# TO DO
Give the number of lines in the records below that contain the word "leaves", and nothing more.

-*-*-

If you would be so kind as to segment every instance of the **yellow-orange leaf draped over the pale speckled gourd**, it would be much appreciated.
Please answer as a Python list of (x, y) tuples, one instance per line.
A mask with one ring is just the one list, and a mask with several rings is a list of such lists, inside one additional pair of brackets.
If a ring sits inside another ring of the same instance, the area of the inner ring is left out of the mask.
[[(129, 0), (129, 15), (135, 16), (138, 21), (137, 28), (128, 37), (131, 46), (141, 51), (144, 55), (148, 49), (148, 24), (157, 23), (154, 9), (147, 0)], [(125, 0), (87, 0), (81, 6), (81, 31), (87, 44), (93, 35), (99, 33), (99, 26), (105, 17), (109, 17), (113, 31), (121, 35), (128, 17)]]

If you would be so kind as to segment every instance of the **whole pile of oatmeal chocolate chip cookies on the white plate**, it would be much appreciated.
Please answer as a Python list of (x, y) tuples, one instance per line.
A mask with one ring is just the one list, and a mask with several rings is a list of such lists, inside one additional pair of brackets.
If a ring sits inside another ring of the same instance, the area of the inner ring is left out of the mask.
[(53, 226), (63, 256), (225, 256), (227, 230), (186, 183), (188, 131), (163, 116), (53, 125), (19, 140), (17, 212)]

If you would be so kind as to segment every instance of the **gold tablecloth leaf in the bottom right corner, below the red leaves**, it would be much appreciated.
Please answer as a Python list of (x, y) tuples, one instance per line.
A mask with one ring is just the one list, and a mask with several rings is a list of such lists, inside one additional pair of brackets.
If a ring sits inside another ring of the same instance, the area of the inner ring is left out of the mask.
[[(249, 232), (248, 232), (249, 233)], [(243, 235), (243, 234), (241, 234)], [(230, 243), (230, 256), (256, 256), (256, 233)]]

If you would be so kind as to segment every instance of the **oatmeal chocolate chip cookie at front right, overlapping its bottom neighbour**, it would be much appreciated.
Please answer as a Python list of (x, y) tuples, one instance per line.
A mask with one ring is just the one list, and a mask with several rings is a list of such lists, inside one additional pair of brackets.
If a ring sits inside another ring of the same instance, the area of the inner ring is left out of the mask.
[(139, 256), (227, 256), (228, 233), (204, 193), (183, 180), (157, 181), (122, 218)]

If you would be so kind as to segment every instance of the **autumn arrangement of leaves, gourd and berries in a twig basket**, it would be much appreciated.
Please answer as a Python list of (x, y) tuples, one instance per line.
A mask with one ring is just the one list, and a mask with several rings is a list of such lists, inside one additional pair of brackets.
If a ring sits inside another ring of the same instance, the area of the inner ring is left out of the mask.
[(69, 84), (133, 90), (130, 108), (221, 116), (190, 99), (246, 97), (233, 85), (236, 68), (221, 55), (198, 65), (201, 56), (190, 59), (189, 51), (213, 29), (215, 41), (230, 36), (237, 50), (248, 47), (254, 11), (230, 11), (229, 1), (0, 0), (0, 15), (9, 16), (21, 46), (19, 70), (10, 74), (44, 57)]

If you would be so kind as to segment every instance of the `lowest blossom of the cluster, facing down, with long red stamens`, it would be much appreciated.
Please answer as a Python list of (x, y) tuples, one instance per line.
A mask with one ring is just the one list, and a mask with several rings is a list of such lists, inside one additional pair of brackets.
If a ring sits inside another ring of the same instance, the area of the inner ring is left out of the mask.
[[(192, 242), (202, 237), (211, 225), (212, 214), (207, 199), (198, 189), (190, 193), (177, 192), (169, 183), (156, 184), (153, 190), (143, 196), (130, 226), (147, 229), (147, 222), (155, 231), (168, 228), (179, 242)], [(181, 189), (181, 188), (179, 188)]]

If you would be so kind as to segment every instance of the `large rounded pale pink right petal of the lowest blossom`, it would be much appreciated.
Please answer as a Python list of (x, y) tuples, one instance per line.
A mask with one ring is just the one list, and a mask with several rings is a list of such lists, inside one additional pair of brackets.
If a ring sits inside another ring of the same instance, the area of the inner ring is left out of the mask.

-*-*-

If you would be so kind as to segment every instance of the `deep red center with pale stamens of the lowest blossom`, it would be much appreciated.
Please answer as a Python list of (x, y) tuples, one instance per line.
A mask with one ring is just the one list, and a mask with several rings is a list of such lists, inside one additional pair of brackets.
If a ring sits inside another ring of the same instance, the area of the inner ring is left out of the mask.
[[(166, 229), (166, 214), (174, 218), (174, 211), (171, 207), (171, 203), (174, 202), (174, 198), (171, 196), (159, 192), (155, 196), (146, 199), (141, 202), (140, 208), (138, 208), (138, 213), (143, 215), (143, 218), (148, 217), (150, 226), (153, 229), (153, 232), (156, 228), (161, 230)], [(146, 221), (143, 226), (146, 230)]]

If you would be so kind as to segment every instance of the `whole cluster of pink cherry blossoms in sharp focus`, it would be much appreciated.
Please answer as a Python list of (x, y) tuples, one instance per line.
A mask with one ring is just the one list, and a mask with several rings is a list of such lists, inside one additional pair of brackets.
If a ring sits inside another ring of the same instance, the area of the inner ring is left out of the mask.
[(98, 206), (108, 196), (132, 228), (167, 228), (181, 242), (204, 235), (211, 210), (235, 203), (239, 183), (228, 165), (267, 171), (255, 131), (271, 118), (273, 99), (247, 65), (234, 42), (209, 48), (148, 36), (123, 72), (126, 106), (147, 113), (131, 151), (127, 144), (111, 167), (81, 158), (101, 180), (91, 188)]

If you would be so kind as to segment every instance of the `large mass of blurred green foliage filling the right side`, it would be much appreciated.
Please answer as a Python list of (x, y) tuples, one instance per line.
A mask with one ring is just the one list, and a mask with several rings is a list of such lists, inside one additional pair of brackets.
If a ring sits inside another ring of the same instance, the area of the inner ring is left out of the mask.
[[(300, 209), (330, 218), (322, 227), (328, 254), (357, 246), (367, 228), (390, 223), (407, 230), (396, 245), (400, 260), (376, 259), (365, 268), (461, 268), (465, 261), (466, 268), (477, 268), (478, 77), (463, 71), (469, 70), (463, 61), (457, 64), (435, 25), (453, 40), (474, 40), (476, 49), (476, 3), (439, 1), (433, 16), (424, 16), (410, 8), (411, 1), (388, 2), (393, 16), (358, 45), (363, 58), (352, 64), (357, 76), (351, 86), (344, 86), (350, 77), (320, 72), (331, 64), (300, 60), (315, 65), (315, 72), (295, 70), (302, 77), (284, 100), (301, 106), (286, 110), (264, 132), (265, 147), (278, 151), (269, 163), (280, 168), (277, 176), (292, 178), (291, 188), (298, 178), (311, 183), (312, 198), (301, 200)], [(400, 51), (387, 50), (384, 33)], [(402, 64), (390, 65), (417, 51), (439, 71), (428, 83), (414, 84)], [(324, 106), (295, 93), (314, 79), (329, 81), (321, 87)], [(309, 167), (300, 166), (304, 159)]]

-*-*-

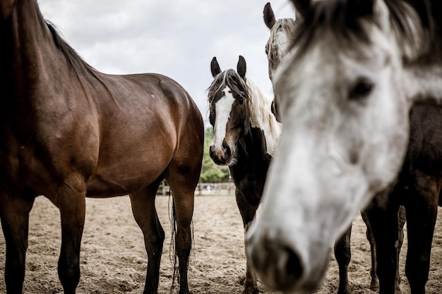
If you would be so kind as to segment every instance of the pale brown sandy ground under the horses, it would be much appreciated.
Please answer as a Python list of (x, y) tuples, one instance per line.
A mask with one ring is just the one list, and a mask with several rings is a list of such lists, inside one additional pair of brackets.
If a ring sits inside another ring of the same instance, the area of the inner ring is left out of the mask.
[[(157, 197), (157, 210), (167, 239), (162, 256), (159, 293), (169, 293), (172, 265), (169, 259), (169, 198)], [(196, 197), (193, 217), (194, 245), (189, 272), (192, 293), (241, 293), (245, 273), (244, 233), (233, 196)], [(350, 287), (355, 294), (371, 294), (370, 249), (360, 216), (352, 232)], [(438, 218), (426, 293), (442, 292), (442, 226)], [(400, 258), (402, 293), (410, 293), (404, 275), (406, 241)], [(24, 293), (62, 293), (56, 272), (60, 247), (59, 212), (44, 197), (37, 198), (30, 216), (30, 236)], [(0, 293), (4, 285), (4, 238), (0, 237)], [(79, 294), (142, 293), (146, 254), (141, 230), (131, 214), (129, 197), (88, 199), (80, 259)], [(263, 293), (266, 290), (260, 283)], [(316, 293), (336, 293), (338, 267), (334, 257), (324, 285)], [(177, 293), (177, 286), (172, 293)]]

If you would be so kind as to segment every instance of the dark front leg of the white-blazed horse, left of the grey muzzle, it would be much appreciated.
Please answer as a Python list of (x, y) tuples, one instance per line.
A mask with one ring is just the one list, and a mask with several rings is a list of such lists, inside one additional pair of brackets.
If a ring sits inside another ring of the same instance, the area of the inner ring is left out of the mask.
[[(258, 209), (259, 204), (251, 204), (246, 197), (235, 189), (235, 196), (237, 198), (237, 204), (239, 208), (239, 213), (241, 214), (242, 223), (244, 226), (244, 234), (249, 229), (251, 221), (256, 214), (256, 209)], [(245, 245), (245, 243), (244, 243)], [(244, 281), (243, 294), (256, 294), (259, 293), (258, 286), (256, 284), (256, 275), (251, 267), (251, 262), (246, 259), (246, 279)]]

-*-*-

# OUTPUT FOR THIS TASK
2